[Work task] Repeat the records below word for word.

Point-per-instance localization data:
--- START ---

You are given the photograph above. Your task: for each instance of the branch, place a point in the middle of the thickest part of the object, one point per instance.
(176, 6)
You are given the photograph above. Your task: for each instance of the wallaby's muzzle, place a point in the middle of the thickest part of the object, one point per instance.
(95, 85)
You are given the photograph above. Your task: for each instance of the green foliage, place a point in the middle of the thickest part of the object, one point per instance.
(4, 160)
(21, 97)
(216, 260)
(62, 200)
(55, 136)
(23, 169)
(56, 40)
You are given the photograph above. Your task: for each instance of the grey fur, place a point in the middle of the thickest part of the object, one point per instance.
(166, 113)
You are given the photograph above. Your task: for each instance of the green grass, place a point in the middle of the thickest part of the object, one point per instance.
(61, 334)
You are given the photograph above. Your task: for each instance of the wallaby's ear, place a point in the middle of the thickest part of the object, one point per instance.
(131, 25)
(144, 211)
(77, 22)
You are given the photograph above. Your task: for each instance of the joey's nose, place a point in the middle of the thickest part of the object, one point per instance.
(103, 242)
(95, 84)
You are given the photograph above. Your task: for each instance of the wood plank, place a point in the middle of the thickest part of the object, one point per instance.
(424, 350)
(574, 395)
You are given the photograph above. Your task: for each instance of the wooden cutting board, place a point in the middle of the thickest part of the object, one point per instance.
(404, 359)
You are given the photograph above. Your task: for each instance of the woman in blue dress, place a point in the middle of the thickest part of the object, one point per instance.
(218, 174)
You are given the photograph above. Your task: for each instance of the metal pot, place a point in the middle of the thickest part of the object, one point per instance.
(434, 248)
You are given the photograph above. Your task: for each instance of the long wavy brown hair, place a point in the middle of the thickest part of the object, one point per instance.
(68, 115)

--- END ---

[Your response]
You are given the photograph above. Your task: for each instance of the branch, place a point in the middle of the thickest part of the object, one point per instance.
(176, 6)
You are given the photograph above. Your task: for each instance of the wallaby's muzzle, place a point in the middle of the thickest part of the object, one point per instance.
(95, 85)
You are given the photograph above. Your task: for each instance of the green foliage, place a point in the middle of the thickest part of the object, one point per instance.
(4, 160)
(21, 97)
(216, 260)
(62, 200)
(55, 136)
(23, 169)
(56, 40)
You are given the photograph above. Your task: for each instance of the grey fur, place a point in the middle of the thickest part of the object, one point per instance.
(166, 113)
You are given the photograph above. Your task: for each instance of the green grass, place a point in the middle of the thickest part of the object, one point per instance.
(61, 334)
You are given the photograph above. Your task: for each instance of the wallaby's ear, place a point in the middle of the thickest part of the object, one point per instance.
(131, 25)
(144, 211)
(77, 22)
You are given the photograph above. Your task: for each instance of the joey's nose, place a point in the middle of the thickest part of the object, one point per instance.
(103, 242)
(95, 84)
You are given the photograph above. Your task: for each instance of the wood plank, place a point in the middle of the thickest part of the object, one point per instance.
(424, 350)
(574, 395)
You are given the photograph above. Your task: for each instance of the wooden cutting board, place a point in the middle of the thickest part of the object, one point per instance.
(404, 359)
You are given the photograph above. Your task: for each instance of the woman in blue dress, place a point in the middle of the thickest part of the object, one point per instance.
(218, 174)
You are given the photograph above. Your task: for each instance of the metal pot, place a point in the middle of the thickest part of the object, one point per instance.
(434, 248)
You are given the photograph above. Your task: for each instance of the long wavy brown hair, place a point in the middle of the thickest part of the object, one point per instance.
(68, 115)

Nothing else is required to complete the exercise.